EXERCISE AIM
Copy out verbatim the items below, from the line with "In this photo, each instance of the white hair" through the final line of the items, both included.

MATERIAL TO PROCESS

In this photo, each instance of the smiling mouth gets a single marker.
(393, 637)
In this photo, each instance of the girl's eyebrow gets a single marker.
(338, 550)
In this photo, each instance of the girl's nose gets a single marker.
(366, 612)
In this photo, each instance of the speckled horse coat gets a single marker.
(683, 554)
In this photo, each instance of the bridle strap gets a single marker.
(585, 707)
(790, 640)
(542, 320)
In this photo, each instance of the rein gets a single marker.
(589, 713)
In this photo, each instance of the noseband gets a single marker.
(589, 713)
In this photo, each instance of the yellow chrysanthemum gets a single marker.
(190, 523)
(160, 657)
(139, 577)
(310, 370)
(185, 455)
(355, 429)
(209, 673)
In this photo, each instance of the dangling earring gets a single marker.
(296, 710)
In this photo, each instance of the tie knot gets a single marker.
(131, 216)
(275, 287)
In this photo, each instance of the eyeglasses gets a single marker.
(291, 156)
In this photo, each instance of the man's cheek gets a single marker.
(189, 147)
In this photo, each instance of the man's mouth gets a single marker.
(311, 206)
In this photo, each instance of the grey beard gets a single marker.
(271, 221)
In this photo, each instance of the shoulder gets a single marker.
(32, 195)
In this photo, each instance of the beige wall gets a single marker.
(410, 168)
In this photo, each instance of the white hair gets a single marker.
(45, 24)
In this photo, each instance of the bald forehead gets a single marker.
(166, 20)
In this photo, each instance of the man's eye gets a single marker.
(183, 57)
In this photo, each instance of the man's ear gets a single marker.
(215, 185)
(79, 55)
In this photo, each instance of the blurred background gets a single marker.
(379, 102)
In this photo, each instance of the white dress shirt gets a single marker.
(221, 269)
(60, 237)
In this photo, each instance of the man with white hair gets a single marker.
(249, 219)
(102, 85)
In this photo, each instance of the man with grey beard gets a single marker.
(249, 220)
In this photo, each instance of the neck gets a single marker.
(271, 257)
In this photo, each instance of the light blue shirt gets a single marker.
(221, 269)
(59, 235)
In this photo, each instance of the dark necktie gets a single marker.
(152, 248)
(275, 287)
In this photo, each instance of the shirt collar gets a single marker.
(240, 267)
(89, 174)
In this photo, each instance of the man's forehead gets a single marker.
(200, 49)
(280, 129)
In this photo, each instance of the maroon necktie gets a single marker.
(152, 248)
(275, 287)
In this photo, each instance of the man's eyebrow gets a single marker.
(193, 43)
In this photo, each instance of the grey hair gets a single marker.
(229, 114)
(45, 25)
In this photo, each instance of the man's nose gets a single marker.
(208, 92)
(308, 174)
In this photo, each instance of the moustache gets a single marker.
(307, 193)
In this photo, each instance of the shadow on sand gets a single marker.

EXERCISE RESULT
In this photo, each instance of the white hair gets a single marker.
(45, 24)
In this photo, each instance of the bald forehead gets a single marker.
(166, 20)
In this photo, each instance of the man's eye gets a single marker.
(183, 57)
In this photo, each instance of the man's ear gets a single marker.
(215, 185)
(79, 55)
In this photo, each instance of the blurred background gets a single marker.
(379, 102)
In this photo, each instance of the white dress shirt gets a single marker.
(221, 269)
(60, 237)
In this photo, each instance of the man with white hair gets a single marker.
(249, 219)
(102, 85)
In this photo, each instance of the man with grey beard gets a single marker.
(249, 220)
In this photo, each instance of the neck gets a single marker.
(271, 257)
In this photo, each instance of the light blue shirt gets a single marker.
(221, 269)
(59, 235)
In this photo, each instance of the dark necktie gets a single marker.
(152, 248)
(275, 287)
In this photo, each instance of the shirt collar gets a single marker.
(240, 267)
(89, 174)
In this photo, each instance of the man's forehead gets a single marker.
(200, 49)
(280, 129)
In this photo, each instance of the maroon necktie gets a single marker.
(152, 248)
(275, 287)
In this photo, each instance of the man's eyebrow gets a single marker.
(193, 43)
In this photo, each instance of the grey hair gets a single marker.
(229, 114)
(45, 25)
In this photo, each instance of the man's nose gets a single marker.
(208, 92)
(308, 174)
In this photo, each instance of the moustache gets a single marker.
(307, 193)
In this photo, each instance of the shadow on sand gets a single marker.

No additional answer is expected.